TASK TO COMPLETE:
Could you reproduce the North Korea commentary in full, word for word, with nothing added or left out?

PAGE:
——————————

Since Bush took office, relations with North Korea have steadily deteriorated. High-ranking administration officials have offered nothing more constructive than an endless stream of threats, directives and sanctions. At the same time, North Korea has withdrawn from the NPT and moved aggressively forward with its nuclear weapons program. Now they are prepared to demonstrate the results of their work by detonating an underground atomic bomb.

This administration can't find intelligent, long-term diplomatic solutions to current crises with a flashlight and both hands.

And it doesn't help that previous promises from the US to North Korea were never honoured. - M. R.



Disgraced Pakistani scientist AQ Khan supplied North Korea with centrifuges and their designs, President Pervez Musharraf has confirmed.
Now then, this gets interesting, because when the Dutch wanted to arrest Khan in 1975, the CIA told them to leave him alone! - M. R.


Why did George W. Bush--his foreign policy avowedly devoted to stopping "rogue regimes" from acquiring weapons of mass destruction--allow one of the world's most dangerous regimes to acquire the makings of the deadliest WMDs?

Because the real issue with Iraq and Iran was never the WMDs, but the oil.

North Korea's test may have provided the GOP distraction from "page-gate", but underscores that Bush's plan to limit nuclear weapons in other nations was a front for an oil grab. - M. R.



NORTH KOREA'S NUKES: HOW WE GOT HERE...
In 2000, North and South Korea were well on their way to peaceful relations.

Then in 2002, someone threw a monkey wrench into the works. - M. R.



October 8, 2006

Defense Secretary Donald Rumsfeld rarely keeps his opinions to himself. He tends not to compromise with his enemies. And he clearly disdains the communist regime in North Korea. So it's surprising that there is no clear public record of his views on the controversial 1994 deal in which the U.S. agreed to provide North Korea with two light-water nuclear reactors in exchange for Pyongyang ending its nuclear weapons program. What's even more surprising about Rumsfeld's silence is that he sat on the board of the company that won a $200 million contract to provide the design and key components for the reactors.

——————————

DATA SHOWN:
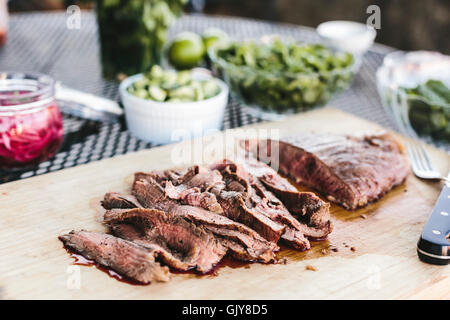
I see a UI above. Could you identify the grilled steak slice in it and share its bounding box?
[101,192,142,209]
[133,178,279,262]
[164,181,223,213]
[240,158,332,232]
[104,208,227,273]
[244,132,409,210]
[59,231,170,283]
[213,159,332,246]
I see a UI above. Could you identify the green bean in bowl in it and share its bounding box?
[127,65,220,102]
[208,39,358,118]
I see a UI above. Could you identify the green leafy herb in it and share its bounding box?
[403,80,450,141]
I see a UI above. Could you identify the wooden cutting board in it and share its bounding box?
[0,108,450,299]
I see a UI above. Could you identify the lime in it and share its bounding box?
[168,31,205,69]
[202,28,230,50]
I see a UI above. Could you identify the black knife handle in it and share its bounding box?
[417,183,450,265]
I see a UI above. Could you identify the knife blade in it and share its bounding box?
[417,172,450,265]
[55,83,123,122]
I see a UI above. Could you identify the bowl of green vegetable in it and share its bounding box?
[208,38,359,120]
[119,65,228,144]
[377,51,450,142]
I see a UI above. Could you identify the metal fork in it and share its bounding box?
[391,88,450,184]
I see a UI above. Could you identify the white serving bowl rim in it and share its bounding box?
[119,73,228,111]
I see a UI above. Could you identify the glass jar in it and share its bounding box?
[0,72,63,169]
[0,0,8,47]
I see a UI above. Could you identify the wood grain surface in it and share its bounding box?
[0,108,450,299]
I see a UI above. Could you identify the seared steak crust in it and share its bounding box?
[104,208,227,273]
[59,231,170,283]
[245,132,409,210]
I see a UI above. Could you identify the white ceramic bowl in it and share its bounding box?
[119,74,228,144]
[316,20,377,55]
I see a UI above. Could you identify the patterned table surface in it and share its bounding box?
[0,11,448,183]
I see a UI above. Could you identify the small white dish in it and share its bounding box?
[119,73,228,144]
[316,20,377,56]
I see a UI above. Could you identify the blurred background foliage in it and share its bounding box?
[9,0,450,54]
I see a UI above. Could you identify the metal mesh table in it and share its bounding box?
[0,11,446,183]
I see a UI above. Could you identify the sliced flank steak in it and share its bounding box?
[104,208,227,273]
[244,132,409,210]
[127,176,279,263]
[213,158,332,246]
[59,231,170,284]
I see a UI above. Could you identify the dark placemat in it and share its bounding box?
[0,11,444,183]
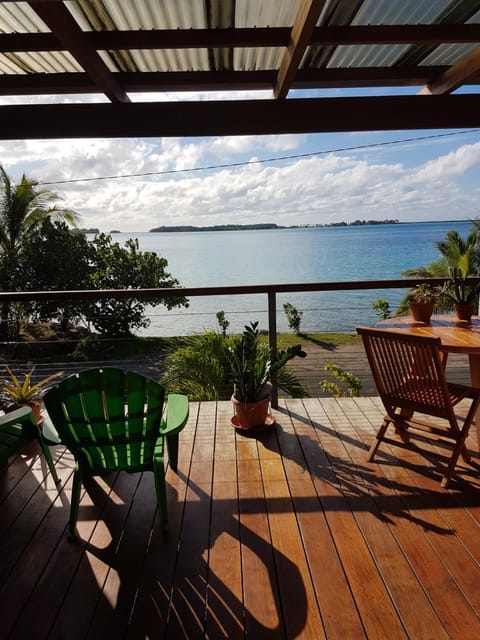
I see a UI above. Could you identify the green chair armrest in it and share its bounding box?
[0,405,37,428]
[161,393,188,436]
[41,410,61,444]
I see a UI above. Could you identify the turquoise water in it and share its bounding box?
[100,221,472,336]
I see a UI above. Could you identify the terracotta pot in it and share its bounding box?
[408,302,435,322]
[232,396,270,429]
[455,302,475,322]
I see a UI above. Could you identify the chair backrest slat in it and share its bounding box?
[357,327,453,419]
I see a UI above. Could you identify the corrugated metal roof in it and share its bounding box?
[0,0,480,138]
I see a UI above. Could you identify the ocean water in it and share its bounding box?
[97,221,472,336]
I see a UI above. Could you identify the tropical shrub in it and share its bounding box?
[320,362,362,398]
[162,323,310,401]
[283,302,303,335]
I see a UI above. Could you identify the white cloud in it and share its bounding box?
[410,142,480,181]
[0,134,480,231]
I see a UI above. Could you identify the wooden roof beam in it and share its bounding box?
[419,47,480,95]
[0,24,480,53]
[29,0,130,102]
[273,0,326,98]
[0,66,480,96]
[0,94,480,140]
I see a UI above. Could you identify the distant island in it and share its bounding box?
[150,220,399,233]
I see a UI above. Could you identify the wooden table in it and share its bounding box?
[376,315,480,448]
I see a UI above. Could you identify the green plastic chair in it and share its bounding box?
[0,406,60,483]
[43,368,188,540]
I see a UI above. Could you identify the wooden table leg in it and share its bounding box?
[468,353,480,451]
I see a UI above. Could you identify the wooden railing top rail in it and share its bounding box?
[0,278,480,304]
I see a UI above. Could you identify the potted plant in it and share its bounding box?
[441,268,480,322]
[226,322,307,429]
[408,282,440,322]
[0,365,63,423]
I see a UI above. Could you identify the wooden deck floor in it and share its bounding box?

——————————

FINAL RESULT:
Since Bush took office, relations with North Korea have steadily deteriorated. High-ranking administration officials have offered nothing more constructive than an endless stream of threats, directives and sanctions. At the same time, North Korea has withdrawn from the NPT and moved aggressively forward with its nuclear weapons program. Now they are prepared to demonstrate the results of their work by detonating an underground atomic bomb.

This administration can't find intelligent, long-term diplomatic solutions to current crises with a flashlight and both hands.

And it doesn't help that previous promises from the US to North Korea were never honoured. - M. R.



Disgraced Pakistani scientist AQ Khan supplied North Korea with centrifuges and their designs, President Pervez Musharraf has confirmed.
Now then, this gets interesting, because when the Dutch wanted to arrest Khan in 1975, the CIA told them to leave him alone! - M. R.


Why did George W. Bush--his foreign policy avowedly devoted to stopping "rogue regimes" from acquiring weapons of mass destruction--allow one of the world's most dangerous regimes to acquire the makings of the deadliest WMDs?

Because the real issue with Iraq and Iran was never the WMDs, but the oil.

North Korea's test may have provided the GOP distraction from "page-gate", but underscores that Bush's plan to limit nuclear weapons in other nations was a front for an oil grab. - M. R.



NORTH KOREA'S NUKES: HOW WE GOT HERE...
In 2000, North and South Korea were well on their way to peaceful relations.

Then in 2002, someone threw a monkey wrench into the works. - M. R.



October 8, 2006

Defense Secretary Donald Rumsfeld rarely keeps his opinions to himself. He tends not to compromise with his enemies. And he clearly disdains the communist regime in North Korea. So it's surprising that there is no clear public record of his views on the controversial 1994 deal in which the U.S. agreed to provide North Korea with two light-water nuclear reactors in exchange for Pyongyang ending its nuclear weapons program. What's even more surprising about Rumsfeld's silence is that he sat on the board of the company that won a $200 million contract to provide the design and key components for the reactors.